● What is being asked
What follows is a listing. Write it all out exactly.
....
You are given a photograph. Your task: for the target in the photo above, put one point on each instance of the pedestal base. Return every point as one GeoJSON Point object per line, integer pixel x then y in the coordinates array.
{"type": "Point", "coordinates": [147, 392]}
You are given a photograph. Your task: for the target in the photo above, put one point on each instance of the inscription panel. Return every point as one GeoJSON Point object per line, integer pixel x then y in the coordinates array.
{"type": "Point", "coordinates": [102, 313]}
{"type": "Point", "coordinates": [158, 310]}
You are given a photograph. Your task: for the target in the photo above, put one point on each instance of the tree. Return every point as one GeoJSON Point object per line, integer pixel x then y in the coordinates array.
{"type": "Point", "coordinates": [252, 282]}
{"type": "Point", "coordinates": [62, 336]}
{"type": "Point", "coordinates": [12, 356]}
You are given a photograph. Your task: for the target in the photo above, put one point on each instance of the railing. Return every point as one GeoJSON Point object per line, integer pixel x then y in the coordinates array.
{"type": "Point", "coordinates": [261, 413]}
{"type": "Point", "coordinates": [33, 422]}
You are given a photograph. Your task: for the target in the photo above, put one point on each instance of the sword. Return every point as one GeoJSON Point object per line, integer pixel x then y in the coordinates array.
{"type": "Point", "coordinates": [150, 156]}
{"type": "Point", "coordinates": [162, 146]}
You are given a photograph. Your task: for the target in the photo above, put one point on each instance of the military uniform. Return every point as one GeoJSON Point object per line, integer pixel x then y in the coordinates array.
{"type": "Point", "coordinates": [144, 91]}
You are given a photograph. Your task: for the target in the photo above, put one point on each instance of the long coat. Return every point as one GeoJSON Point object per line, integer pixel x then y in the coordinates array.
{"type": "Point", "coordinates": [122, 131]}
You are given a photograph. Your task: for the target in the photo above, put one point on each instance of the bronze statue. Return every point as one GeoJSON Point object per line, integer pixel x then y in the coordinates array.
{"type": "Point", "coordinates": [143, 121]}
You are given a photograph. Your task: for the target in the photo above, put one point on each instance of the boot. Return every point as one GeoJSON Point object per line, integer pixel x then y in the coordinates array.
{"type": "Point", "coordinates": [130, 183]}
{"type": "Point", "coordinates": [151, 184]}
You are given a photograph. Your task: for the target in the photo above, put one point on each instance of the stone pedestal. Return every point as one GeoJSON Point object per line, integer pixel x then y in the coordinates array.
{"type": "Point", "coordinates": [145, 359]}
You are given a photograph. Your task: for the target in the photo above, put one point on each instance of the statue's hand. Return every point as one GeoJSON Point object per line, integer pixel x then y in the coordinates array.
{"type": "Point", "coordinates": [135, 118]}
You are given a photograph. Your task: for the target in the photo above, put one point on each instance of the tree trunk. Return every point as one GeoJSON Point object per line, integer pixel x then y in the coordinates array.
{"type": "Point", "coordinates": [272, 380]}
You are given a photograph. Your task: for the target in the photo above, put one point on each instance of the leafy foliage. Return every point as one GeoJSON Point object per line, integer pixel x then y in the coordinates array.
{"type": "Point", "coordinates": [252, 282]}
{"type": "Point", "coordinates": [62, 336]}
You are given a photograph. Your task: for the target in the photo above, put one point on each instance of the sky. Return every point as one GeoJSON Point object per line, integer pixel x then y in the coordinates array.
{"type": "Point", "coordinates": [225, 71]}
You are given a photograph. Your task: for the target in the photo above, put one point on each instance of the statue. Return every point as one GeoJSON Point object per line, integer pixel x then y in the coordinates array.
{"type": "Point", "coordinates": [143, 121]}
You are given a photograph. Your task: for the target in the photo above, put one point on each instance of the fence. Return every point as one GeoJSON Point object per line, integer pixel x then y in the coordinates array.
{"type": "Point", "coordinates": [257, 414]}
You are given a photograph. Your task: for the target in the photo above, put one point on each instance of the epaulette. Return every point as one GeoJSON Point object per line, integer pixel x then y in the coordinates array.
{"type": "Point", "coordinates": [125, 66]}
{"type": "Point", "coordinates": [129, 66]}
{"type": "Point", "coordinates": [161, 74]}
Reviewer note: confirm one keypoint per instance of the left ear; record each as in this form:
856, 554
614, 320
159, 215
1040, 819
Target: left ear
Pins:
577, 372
....
● Task answer
You are given a photograph. Your task: for the target in the photo above, put one point on each instance of the pedestal base. Return every point as one GeoJSON Point object per line, integer pixel x then y in the coordinates array.
{"type": "Point", "coordinates": [147, 392]}
You are given a photograph. Your task: for the target in the photo above, put one point on each instance of the inscription panel. Return every point as one GeoJSON Point object per line, integer pixel x then y in the coordinates array.
{"type": "Point", "coordinates": [102, 313]}
{"type": "Point", "coordinates": [158, 310]}
You are given a photograph. Your task: for the target in the photo above, put one point on each instance of the tree. Return every point as one GeoJSON Point object per line, integer pixel x then y in the coordinates array.
{"type": "Point", "coordinates": [252, 282]}
{"type": "Point", "coordinates": [62, 336]}
{"type": "Point", "coordinates": [12, 356]}
You are given a photograph. Your task: for the target in the photo above, put one point on each instance of the railing. Return every point as one GeoJSON Point object per line, integer pixel x then y in the coordinates array.
{"type": "Point", "coordinates": [261, 413]}
{"type": "Point", "coordinates": [33, 422]}
You are given a photograph. Your task: for the target in the photo above, put one point on each instance of the sword. Return every point as one GeoJSON Point object per line, integer pixel x then y in the coordinates array.
{"type": "Point", "coordinates": [150, 156]}
{"type": "Point", "coordinates": [162, 146]}
You are given a photograph. Your task: for the target in the photo above, put one point on each instance of the military uniform. Return every point as one GeoJSON Point object per line, integer pixel x then y in the coordinates array.
{"type": "Point", "coordinates": [144, 91]}
You are given a photograph. Your task: for the target in the photo above, put one point on each instance of the long coat. Return every point as one GeoJSON Point object per line, integer pixel x then y in the coordinates array.
{"type": "Point", "coordinates": [122, 131]}
You are given a photograph. Your task: for the target in the photo above, put one point on each instance of the bronze statue. Return every point as one GeoJSON Point object per line, integer pixel x then y in the coordinates array.
{"type": "Point", "coordinates": [143, 121]}
You are given a photograph. Your task: for the target in the photo above, put one point on each instance of the boot. Return every point as one GeoJSON Point object per line, integer pixel x then y in the coordinates array.
{"type": "Point", "coordinates": [130, 183]}
{"type": "Point", "coordinates": [151, 184]}
You are given a photograph. Your task: for the target in the photo above, put one point on each instance of the stone pedestal. Return every point as one GeoJSON Point object per line, integer pixel x then y in the coordinates array.
{"type": "Point", "coordinates": [145, 359]}
You are given a photograph. Your task: for the target in the photo above, put one point on each instance of the statue's hand. Return every point as one GeoJSON Point object per line, integer pixel x then y in the coordinates array.
{"type": "Point", "coordinates": [135, 118]}
You are given a photograph. Your task: for the target in the photo above, put one point on each instance of the tree trunk. Return every point as one GeoJSON Point object per line, integer pixel x then y in the coordinates array.
{"type": "Point", "coordinates": [272, 380]}
You are given a photograph. Your task: for the target in the photo above, put one point on each instance of the leafy foliage. Return every point as one GeoJSON Point object per line, integer pixel x then y in the coordinates array.
{"type": "Point", "coordinates": [252, 282]}
{"type": "Point", "coordinates": [62, 336]}
You are given a photograph. Your task: for the target in the photo above, put one point on each instance of the sky. Return every point as one GeoJSON Point object per line, integer pixel x then y in the coordinates array.
{"type": "Point", "coordinates": [225, 71]}
You are given a photograph. Your task: for the target in the photo above, put one point on each instance of the statue. Return every point as one GeoJSON Point object per line, integer pixel x then y in the coordinates array.
{"type": "Point", "coordinates": [143, 121]}
You are given a photograph. Your task: for the target in the photo above, put one point on each instance of the fence. Return every point as one GeoJSON Point object per line, integer pixel x then y in the coordinates array.
{"type": "Point", "coordinates": [257, 414]}
You are given a photograph. Your task: for the target in the photo above, put one point on each instance of the epaulette. Return every point as one GeoJSON Point object per line, integer pixel x then y in the coordinates array.
{"type": "Point", "coordinates": [125, 66]}
{"type": "Point", "coordinates": [129, 66]}
{"type": "Point", "coordinates": [161, 74]}
Reviewer note: confirm one keypoint per instance of the left ear; record each as in this form:
856, 554
614, 320
159, 215
1040, 819
Target: left ear
Pins:
577, 372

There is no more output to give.